本文:
»»

一方で、「DX」とは「Digital Transformation」の略であり、「デジタル変革」を意味します。
ここでいう「変革」は、DXの目的を達成するための手段に過ぎません。
「デジタル技術を用いて製品・サービス・ビジネスモデルを変革し、新しい価値を生み出すこと」がDXの核心であり、これにより高い競争優位性を確立することが真の目的です。
DXに必要な3つのデジタル化
このDXを進める際には、以下の3つのステップがあります。
- デジタイゼーション:Digitization(情報のデジタル化)
これまで紙で行ってきた業務をデジタル化するなど、アナログ・物理データのデジタル化を行います。
具体的には、業務の作業レベル(書類をPDFにする、注文情報をデータ入力する、など)の部分的あるいは局所的なITシステムの導入を指し、主な目的は業務効率化の実現です。
- デジタライゼーション:Digitalization(業務のデジタル化)
業務の作業レベルの一部を対象とするデジタイゼーションに対し、業務プロセス全体をデジタル化します。
具体的には、限られた特定の業務(受注業務、在庫管理業務、など)を全体的に見直し、それを実現するためのITシステムを導入することで新しい価値やビジネスモデルを創出するものを意味します。
ただし、この段階では企業全体のデジタル化はまだ達成されていません。
- デジタルトランスフォーメーション:Digital Transformation(ビジネスモデルや組織のデジタル変革)
個別の業務プロセスを超え、企業全体をデジタル化し、それによって、製品やサービス、ビジネスモデルはもちろん、組織全体をデジタルの力で変革し、高い競争優位性を確立します。ビジネスモデルや組織そのものを変革していき、新しい価値を生み出すことを意味します。

««

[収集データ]
»»

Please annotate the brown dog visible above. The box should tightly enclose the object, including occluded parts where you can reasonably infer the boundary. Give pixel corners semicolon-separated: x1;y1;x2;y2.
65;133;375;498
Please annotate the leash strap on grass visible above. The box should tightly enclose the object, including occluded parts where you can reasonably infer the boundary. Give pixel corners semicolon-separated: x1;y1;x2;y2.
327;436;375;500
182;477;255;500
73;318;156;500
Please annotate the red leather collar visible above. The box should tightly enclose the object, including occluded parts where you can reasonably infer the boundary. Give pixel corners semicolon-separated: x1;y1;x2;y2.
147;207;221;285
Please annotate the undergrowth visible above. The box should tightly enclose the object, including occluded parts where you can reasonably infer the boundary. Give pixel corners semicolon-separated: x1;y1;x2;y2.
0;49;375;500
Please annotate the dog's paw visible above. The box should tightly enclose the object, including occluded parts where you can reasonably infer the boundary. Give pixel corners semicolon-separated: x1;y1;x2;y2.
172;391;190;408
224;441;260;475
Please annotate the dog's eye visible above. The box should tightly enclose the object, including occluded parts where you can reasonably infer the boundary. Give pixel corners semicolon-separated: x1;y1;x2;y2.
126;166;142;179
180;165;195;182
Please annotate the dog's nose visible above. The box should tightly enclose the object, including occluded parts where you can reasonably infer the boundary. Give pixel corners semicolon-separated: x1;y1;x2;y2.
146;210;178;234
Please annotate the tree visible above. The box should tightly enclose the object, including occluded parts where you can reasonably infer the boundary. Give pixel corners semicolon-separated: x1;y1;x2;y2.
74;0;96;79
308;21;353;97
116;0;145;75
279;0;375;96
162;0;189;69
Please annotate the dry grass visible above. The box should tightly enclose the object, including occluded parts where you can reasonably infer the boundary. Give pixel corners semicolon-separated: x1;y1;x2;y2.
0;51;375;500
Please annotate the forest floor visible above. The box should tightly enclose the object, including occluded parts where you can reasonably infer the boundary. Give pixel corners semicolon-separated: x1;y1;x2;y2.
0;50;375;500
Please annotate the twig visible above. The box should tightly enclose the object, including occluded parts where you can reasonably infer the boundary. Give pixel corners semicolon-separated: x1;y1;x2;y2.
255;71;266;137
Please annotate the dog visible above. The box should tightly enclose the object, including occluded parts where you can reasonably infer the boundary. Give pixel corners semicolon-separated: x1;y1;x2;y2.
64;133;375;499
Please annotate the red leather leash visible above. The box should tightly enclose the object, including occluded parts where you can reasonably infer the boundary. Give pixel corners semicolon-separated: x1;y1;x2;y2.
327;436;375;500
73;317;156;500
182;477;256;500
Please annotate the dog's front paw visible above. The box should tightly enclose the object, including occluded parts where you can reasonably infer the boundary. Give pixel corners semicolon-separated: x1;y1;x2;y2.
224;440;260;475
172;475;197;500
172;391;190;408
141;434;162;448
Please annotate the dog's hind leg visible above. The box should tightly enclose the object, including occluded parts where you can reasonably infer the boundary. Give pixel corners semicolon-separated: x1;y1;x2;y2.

««

上にあるDXについての本文を、一字も変えずに全文引用してください。

解答例:
一方で、「DX」とは「Digital Transformation」の略であり、「デジタル変革」を意味します。
ここでいう「変革」は、DXの目的を達成するための手段に過ぎません。
「デジタル技術を用いて製品・サービス・ビジネスモデルを変革し、新しい価値を生み出すこと」がDXの核心であり、これにより高い競争優位性を確立することが真の目的です。
DXに必要な3つのデジタル化
このDXを進める際には、以下の3つのステップがあります。
- デジタイゼーション:Digitization(情報のデジタル化)
これまで紙で行ってきた業務をデジタル化するなど、アナログ・物理データのデジタル化を行います。
具体的には、業務の作業レベル(書類をPDFにする、注文情報をデータ入力する、など)の部分的あるいは局所的なITシステムの導入を指し、主な目的は業務効率化の実現です。
- デジタライゼーション:Digitalization(業務のデジタル化)
業務の作業レベルの一部を対象とするデジタイゼーションに対し、業務プロセス全体をデジタル化します。
具体的には、限られた特定の業務(受注業務、在庫管理業務、など)を全体的に見直し、それを実現するためのITシステムを導入することで新しい価値やビジネスモデルを創出するものを意味します。
ただし、この段階では企業全体のデジタル化はまだ達成されていません。
- デジタルトランスフォーメーション:Digital Transformation(ビジネスモデルや組織のデジタル変革)
個別の業務プロセスを超え、企業全体をデジタル化し、それによって、製品やサービス、ビジネスモデルはもちろん、組織全体をデジタルの力で変革し、高い競争優位性を確立します。ビジネスモデルや組織そのものを変革していき、新しい価値を生み出すことを意味します。